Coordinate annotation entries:
****************************************

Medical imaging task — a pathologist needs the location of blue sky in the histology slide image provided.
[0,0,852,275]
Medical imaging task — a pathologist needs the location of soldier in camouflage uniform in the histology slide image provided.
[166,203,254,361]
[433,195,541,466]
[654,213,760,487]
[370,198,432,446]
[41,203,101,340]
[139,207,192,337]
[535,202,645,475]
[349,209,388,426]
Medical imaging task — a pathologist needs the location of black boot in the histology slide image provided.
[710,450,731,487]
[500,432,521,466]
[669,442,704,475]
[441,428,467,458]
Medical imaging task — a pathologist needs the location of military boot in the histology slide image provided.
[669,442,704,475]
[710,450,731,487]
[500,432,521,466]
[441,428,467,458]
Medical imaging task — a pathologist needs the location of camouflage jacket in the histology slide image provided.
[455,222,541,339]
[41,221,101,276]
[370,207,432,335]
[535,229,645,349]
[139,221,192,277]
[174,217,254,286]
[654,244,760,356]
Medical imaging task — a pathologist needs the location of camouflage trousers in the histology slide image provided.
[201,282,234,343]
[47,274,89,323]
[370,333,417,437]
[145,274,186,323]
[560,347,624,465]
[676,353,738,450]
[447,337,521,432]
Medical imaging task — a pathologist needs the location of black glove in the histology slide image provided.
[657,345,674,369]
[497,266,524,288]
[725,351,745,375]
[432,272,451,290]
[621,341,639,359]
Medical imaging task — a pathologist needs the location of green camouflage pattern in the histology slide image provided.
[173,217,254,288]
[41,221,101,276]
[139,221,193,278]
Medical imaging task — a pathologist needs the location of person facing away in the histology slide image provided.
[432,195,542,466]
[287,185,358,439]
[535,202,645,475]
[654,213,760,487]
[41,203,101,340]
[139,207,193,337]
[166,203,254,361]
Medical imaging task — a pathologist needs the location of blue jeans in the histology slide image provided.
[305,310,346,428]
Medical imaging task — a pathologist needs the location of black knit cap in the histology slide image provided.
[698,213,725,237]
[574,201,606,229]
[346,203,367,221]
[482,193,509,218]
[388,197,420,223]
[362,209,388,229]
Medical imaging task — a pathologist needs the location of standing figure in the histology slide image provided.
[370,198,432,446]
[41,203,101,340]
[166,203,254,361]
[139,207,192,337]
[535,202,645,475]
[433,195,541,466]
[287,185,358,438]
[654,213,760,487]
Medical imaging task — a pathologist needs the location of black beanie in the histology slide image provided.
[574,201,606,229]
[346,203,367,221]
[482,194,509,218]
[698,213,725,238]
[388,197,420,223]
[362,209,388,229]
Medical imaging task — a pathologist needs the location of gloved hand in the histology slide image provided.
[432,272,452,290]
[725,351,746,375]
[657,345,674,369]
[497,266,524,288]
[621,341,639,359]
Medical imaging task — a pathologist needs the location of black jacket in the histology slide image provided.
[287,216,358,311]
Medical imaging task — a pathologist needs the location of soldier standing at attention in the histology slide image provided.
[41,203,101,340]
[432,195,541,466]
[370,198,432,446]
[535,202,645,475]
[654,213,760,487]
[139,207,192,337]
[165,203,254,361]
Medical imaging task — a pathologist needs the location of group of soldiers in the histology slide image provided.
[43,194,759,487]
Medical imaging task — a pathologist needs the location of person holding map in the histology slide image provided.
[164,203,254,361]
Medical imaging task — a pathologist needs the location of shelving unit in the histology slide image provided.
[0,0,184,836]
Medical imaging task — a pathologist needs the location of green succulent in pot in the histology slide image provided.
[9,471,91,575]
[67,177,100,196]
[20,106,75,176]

****************************************

*Exercise details*. Return each line of the listing above that contains the string "blue".

*Exercise solution*.
Medical imaging task — a pathologist needs the location of blue sky in the histology slide image provided.
Medical imaging task — a pathologist needs the location of blue jeans in the histology slide image provided.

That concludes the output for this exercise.